[INSTRUCTION] Everything from the line containing "the white column" down to the last line of the entries below must be transcribed exactly, and nothing else.

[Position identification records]
------------------------------
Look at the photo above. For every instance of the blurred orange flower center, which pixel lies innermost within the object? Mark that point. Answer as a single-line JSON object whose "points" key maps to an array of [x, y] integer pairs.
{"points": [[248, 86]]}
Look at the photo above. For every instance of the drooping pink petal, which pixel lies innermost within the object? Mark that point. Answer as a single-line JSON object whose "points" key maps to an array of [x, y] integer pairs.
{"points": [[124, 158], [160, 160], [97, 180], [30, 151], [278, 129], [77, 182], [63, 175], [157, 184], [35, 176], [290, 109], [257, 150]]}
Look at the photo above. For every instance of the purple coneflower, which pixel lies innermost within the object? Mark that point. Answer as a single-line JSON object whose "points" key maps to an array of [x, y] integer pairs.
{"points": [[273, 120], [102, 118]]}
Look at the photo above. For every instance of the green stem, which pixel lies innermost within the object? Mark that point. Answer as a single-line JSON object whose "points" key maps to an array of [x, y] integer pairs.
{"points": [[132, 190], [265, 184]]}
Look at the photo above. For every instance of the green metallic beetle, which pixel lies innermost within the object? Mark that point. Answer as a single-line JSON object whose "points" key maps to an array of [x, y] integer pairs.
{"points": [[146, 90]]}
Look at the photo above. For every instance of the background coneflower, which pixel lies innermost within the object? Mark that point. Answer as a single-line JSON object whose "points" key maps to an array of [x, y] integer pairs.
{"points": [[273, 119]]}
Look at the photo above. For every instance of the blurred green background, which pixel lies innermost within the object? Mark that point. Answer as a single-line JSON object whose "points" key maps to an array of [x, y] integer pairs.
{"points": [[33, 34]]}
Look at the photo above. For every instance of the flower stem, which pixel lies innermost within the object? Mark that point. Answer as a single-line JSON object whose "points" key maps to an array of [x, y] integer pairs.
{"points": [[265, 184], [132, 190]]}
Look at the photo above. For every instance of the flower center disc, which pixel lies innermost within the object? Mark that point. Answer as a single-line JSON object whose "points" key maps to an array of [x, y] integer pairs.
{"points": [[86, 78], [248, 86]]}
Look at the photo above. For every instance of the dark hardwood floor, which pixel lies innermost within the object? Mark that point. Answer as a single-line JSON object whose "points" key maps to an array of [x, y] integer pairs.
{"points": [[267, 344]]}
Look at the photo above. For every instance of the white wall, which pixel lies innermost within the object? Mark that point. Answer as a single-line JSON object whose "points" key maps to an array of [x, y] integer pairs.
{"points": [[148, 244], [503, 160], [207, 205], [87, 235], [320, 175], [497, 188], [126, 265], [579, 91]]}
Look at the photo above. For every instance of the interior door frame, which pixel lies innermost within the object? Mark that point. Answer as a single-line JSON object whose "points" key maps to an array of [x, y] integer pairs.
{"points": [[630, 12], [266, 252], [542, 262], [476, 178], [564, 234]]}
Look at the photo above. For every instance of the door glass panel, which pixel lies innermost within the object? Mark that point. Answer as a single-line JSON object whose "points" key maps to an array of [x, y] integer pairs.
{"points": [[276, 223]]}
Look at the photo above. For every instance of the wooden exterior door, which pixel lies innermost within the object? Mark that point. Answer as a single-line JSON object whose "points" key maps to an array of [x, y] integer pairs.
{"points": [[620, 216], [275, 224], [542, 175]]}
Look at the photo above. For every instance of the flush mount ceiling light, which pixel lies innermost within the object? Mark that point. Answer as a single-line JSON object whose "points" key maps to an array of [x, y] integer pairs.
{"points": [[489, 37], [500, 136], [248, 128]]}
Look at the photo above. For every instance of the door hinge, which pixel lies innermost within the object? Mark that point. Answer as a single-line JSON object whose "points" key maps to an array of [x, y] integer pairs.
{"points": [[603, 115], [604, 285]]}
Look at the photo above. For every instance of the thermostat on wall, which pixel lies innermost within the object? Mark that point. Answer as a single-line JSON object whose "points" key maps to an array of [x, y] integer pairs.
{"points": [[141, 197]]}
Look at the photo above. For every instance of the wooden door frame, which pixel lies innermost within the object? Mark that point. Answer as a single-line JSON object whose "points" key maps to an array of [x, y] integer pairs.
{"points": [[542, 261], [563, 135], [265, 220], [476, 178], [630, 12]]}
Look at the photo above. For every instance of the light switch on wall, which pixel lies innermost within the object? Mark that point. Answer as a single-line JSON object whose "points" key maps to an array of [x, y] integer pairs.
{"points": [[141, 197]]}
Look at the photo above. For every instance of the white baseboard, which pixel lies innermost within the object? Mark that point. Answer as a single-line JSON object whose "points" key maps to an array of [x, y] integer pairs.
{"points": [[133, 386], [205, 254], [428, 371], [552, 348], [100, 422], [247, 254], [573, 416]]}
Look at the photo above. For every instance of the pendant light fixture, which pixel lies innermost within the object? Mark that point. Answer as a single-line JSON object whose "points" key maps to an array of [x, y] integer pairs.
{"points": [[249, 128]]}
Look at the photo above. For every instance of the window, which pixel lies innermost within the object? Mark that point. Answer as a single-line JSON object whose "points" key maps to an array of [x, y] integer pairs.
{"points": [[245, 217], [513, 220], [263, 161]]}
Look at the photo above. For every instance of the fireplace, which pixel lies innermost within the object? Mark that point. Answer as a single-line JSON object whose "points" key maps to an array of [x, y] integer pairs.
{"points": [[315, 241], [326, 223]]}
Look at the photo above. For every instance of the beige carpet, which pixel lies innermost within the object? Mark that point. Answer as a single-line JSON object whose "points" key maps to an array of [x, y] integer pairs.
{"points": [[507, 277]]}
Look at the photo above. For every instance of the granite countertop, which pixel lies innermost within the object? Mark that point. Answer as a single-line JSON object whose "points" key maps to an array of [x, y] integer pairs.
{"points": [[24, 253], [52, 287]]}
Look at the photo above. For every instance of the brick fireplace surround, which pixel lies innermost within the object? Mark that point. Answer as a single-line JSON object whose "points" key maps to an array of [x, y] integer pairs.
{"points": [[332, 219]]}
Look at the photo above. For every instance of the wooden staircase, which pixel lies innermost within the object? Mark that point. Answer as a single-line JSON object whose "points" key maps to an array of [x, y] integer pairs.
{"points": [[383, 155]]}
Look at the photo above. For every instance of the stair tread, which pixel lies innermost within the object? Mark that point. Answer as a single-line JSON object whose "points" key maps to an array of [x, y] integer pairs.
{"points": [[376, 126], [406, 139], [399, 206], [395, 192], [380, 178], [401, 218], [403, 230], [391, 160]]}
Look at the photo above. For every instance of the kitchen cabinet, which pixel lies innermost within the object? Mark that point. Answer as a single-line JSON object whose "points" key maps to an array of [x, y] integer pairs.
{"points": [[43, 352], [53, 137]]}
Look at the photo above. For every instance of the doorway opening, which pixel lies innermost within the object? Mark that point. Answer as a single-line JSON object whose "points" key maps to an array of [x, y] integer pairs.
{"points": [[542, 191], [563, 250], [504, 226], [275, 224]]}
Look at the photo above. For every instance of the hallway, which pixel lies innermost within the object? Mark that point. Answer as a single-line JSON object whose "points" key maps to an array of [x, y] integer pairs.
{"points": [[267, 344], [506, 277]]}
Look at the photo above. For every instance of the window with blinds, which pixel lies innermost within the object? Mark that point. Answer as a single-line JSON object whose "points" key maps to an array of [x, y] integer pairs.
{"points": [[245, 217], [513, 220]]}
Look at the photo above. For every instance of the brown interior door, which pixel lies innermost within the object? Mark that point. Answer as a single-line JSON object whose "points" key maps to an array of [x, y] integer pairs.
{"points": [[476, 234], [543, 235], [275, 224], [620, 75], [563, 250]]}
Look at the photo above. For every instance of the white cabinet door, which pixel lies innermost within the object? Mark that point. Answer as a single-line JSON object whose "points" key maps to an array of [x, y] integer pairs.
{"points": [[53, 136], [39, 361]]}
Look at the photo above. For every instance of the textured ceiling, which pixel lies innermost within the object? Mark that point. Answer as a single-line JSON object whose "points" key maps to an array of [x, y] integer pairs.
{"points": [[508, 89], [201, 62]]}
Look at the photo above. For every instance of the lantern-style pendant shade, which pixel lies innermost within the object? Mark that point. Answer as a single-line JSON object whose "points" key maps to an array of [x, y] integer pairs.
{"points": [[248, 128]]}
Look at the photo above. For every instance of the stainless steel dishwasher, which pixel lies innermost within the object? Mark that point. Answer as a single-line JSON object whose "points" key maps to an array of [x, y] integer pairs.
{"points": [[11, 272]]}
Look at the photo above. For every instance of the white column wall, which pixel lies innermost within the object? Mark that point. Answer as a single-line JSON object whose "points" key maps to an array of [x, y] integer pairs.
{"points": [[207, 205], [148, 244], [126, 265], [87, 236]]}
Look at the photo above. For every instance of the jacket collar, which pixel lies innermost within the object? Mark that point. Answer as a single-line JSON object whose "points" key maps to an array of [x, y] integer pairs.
------------------------------
[WRITTEN RESPONSE]
Look at the photo above. For every instance of the white column wall, which pixel lies innermost within the object? Mark that point. Answer as a single-line JSON object whose "points" key maps to an array of [x, y] integer pairs.
{"points": [[207, 205], [148, 244], [126, 265], [87, 236]]}
Look at the photo above. For every instance of the jacket collar, which pixel lies innermost within the object? Mark that point. Answer as a single-line JSON object whose "points" key maps to an array of [x, y] integer pairs.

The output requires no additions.